[WHAT THE EXERCISE ASKS]
Count the lines of the records below that contain the string "white", with case significant. Give only the number.

[Records from a dataset]
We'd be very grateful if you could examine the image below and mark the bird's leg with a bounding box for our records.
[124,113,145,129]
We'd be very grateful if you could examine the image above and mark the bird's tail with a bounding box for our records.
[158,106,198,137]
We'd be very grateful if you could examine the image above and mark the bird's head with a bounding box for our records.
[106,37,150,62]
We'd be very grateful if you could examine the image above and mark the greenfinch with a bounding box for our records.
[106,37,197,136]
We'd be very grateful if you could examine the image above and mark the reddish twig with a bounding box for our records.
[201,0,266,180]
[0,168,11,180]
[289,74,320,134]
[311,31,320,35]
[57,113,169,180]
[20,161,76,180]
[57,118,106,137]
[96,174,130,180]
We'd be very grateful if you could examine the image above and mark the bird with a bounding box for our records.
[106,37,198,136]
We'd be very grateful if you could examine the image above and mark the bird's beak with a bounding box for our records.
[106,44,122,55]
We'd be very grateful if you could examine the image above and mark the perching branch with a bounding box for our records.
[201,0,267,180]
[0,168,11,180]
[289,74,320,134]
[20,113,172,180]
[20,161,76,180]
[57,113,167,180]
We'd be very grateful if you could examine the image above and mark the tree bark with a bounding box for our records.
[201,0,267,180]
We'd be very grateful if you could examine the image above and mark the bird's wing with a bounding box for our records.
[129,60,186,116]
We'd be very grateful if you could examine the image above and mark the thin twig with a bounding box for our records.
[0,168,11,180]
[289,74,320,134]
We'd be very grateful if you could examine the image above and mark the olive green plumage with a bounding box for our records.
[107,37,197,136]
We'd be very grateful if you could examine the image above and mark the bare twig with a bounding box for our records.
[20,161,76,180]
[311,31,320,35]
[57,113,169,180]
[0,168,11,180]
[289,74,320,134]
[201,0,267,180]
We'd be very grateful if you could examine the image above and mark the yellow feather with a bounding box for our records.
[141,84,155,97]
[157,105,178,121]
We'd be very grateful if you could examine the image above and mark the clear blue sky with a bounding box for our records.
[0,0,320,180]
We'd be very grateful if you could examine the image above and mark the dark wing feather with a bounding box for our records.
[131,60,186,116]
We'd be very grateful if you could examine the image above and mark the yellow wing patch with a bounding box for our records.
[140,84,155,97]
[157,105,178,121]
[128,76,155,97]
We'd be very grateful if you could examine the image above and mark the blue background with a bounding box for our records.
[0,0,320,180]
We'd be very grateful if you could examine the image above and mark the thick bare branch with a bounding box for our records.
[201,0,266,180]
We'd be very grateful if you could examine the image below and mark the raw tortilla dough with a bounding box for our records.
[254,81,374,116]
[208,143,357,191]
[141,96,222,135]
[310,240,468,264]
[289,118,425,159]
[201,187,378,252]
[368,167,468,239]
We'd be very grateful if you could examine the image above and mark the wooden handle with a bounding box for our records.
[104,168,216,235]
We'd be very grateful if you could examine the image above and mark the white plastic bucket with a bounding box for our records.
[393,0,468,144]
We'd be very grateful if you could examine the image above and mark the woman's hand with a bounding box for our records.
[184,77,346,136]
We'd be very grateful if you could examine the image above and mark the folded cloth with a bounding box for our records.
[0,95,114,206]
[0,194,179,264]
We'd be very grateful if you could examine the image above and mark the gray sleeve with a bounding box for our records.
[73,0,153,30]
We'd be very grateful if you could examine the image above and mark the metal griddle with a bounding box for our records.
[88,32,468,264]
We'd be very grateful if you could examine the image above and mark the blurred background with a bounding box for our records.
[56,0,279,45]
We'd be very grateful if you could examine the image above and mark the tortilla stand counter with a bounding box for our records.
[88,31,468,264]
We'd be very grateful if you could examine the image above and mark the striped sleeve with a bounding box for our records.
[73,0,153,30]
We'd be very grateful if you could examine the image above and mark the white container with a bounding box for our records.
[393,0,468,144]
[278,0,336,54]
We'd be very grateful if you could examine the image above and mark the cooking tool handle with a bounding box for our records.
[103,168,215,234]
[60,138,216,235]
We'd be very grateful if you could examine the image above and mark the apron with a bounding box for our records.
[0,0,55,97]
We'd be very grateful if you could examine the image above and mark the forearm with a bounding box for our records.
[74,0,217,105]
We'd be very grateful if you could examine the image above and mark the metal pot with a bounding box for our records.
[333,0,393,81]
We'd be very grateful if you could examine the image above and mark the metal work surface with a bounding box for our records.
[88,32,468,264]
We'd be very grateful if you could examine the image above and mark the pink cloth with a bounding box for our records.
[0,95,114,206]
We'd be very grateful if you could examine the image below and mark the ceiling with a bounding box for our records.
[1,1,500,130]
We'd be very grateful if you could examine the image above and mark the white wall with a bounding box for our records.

[FULL RESPONSE]
3